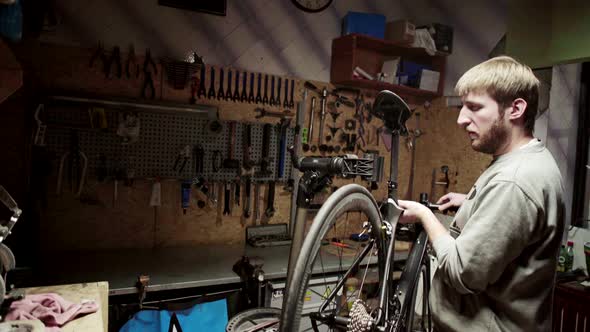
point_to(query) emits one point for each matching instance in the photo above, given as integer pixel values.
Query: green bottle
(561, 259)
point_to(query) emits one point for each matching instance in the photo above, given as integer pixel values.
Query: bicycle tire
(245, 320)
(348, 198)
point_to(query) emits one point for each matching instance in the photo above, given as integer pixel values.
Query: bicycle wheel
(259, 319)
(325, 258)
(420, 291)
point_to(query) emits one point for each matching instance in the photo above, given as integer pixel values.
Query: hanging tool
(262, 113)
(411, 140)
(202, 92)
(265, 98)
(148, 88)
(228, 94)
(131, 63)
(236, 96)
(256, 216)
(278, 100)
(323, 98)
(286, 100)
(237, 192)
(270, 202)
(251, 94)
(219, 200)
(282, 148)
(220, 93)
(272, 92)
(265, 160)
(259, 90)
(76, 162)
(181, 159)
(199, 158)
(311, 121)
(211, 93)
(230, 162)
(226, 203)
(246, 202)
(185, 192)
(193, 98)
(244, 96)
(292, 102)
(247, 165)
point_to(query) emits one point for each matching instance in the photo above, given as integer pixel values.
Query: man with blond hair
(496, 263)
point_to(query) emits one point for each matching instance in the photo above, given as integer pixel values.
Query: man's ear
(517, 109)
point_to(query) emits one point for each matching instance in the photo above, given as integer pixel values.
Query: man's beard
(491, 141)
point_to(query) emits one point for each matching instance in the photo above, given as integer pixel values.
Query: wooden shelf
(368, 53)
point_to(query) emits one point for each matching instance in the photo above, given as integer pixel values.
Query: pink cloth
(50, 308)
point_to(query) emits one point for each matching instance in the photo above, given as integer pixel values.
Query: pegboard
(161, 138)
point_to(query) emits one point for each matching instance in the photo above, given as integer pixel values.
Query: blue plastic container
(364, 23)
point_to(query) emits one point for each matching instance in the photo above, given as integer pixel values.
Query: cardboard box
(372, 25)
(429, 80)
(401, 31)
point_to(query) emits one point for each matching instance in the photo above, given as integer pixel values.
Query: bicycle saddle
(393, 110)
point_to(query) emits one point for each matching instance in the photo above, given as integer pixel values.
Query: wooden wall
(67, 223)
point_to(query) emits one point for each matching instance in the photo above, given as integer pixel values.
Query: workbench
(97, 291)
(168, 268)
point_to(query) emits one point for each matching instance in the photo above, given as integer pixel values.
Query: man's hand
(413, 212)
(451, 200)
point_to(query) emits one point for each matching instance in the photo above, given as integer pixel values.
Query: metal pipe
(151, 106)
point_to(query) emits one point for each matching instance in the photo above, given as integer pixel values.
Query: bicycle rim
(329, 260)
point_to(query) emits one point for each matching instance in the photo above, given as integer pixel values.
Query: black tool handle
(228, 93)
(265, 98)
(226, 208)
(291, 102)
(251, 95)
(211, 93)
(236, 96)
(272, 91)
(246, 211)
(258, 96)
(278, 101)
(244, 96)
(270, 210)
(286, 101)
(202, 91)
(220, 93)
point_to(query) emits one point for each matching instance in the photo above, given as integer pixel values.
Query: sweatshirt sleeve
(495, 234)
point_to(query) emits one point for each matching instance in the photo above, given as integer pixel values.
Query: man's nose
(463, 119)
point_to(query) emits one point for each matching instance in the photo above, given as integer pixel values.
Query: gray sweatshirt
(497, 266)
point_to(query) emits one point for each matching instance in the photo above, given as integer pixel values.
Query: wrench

▶ INSTRUCTIONS TO FOLLOW: Each entry, start to finish, goes into your copy exactly; the pictures stay out.

▶ EXPECTED ANSWER:
point_to(query) emits one point for each matching instance in the photo above, given as integer pixel values.
Query: green bottle
(561, 259)
point_to(query) emits one point for each matching instance in the photo above, given as integer pixel values.
Query: bicycle tire
(245, 320)
(348, 198)
point_to(query) emits one point for each matching instance in the photo above, given as integer pixel values.
Query: bicycle wheel
(259, 319)
(325, 258)
(420, 291)
point_to(query) emits one point for each matching instance in the photo above, given as integer pixel values.
Query: hanging tool
(262, 113)
(411, 140)
(202, 92)
(265, 98)
(148, 88)
(228, 94)
(131, 63)
(236, 96)
(256, 216)
(278, 100)
(323, 98)
(286, 100)
(237, 192)
(270, 202)
(251, 94)
(219, 200)
(282, 148)
(220, 93)
(272, 92)
(265, 160)
(259, 90)
(76, 162)
(181, 159)
(199, 158)
(311, 121)
(211, 93)
(230, 162)
(226, 203)
(246, 202)
(185, 192)
(193, 98)
(244, 96)
(292, 102)
(247, 165)
point_to(query) emits one point for each matching instance in the photo above, given as integer pixel values.
Query: man with blond hair
(496, 263)
point_to(query) emits one point for each matching instance in the photo above, given as integer pixel values.
Query: man's ear
(517, 109)
point_to(query) emits one point for each matching instance in the photo above, given as integer pixel values.
Query: man's beard
(491, 141)
point_to(query) emits one point for each matching instance in the photo above, given as integer pixel values.
Query: wooden shelf
(368, 53)
point_to(query) emits one point for each matching instance in the photo above, given as integer pixel values.
Query: pink cloth
(50, 308)
point_to(query) emits one point for each matching instance in the photo above, given as integer pixel values.
Query: pegboard
(161, 138)
point_to(query) emits one point for each matching instance in the photo above, given as integer pixel values.
Query: blue plastic container
(364, 23)
point_to(query) emits one point for each matching instance in the photo above, given as integer pixel values.
Query: cardboard box
(372, 25)
(429, 80)
(401, 31)
point_to(query) emits one point for each matching instance in the photo above, given as integer pixel values.
Query: bicycle saddle
(393, 110)
point_to(query) emits one point for each matching instance in the photo above, given as integer pixel values.
Query: wooden wall
(67, 223)
point_to(query) emits one point for each matching instance in the photo above, given as integer pixel values.
Query: workbench
(97, 291)
(168, 268)
point_to(query) emits one point for each matching instance in the photo above, given as integer pixel values.
Query: man's hand
(413, 212)
(451, 200)
point_to(query) emits one point for each matching instance in the photo above, given as integer pixel values.
Query: metal pipe
(151, 106)
point_to(query) emits one point for each matching instance in the photo above, given as integer pixel values.
Query: bicycle rim
(329, 260)
point_to(query) emits one point for each matching instance in the photo above, given as integer pixel values.
Query: black tool handle
(228, 93)
(265, 98)
(226, 208)
(291, 102)
(251, 95)
(211, 93)
(236, 96)
(272, 91)
(246, 211)
(258, 96)
(278, 101)
(244, 96)
(270, 210)
(286, 101)
(202, 91)
(220, 93)
point_to(query) emits one point for each matching instance in the photo above, given as integer pixel values.
Query: sweatshirt sleeve
(495, 234)
point_to(query) emits one point for each matching instance in the photo above, given as integer pixel values.
Query: man's nose
(463, 119)
point_to(query) emits one point for each matching instance in the photo above, given as integer pixel values.
Query: gray sweatshirt
(497, 266)
point_to(query) emits one point for each matching instance in the photo above, given as integer pixel values.
Query: wrench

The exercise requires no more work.